(Data entries)
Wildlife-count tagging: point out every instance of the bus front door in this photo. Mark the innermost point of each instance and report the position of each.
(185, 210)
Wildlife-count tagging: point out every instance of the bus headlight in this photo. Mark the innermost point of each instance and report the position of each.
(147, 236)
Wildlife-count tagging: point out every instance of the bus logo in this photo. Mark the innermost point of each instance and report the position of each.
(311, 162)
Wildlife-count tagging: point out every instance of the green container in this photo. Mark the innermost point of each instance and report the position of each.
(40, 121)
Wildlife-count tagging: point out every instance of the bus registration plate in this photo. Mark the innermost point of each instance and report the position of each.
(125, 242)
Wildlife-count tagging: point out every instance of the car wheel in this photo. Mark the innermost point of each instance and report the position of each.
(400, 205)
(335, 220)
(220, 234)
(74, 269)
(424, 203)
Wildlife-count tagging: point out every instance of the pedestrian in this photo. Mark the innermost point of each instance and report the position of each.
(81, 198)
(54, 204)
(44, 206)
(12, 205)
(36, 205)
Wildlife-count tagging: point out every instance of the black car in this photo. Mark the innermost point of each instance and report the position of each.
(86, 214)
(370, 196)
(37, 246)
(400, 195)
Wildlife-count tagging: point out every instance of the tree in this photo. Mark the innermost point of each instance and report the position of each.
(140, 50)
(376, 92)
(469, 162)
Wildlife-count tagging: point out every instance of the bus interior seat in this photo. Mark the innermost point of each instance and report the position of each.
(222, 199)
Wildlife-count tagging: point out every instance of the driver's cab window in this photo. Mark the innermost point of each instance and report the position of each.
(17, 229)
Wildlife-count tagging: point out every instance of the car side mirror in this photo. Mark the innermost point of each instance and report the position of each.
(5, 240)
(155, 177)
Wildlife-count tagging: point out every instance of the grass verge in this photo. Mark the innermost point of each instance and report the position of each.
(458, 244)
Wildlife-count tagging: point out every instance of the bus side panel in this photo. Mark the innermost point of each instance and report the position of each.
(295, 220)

WORK TASK:
Your reply should repeat the entries above in full, with every character intact.

RESULT FOR THIS EXERCISE:
Wildlife-count tagging: point out every instance of the bus front door in this photo. Mark the innermost point of each instance and report the position of each.
(185, 210)
Wildlife-count tagging: point out every instance of the bus headlight in this photo. Mark the innermost point of each instance and report the position of each.
(147, 236)
Wildlife-count tagging: point out every instance of the bus logo in this photo. Mark the innermost point of each instance and report the position of each.
(311, 162)
Wildlife-count tagging: point out every instance of the green container in this photo. Mark the innermost point of each instance and report the position of each.
(40, 121)
Wildlife-count tagging: point out every instance of the bus registration plate in this photo. Mark the innermost point of each instance and report the position of each.
(125, 242)
Wildlife-count tagging: point out every instance of the car wheel in this photo. Mark the innermost point of each instance and report the position of each.
(400, 205)
(335, 220)
(220, 234)
(74, 269)
(424, 203)
Wildlife-count tagging: point out every instance of the pedestrian in this photo. Mark the innermost point of each instance and report the position of each.
(81, 198)
(54, 204)
(44, 206)
(12, 205)
(36, 205)
Wildlife-count tagging: point out every instance of the black car in this photo. Mark the innermost point of each instance and report the position of each.
(86, 214)
(370, 196)
(37, 246)
(400, 195)
Wildlife-count tagging: point out every instance of the tree in this photo. Mark the innermost point of each instance and report the position of each.
(140, 50)
(376, 92)
(469, 162)
Wildlife-count tagging: point out every instance of the bus interior seat in this photo. Mark the innermost point of each instance and report the position of each.
(222, 199)
Wildlife-count tagging: point out every instance of the driver's cab window in this photo. Mark the innermost point of each instance and report the position of each.
(17, 229)
Wildlife-count tagging: point out every instance of the car side mirror in this photo. Mark the innermost point of each instance and report the position of each.
(5, 240)
(155, 177)
Wildlife-count tagging: point out every instance of the grass verge in this photo. Mark the innermost point of each instance and report the position of each.
(458, 244)
Wildlife-count tagging: point out every instance of the bus side panel in this photo. Mark the innermost point of each instance and report the position of each.
(295, 220)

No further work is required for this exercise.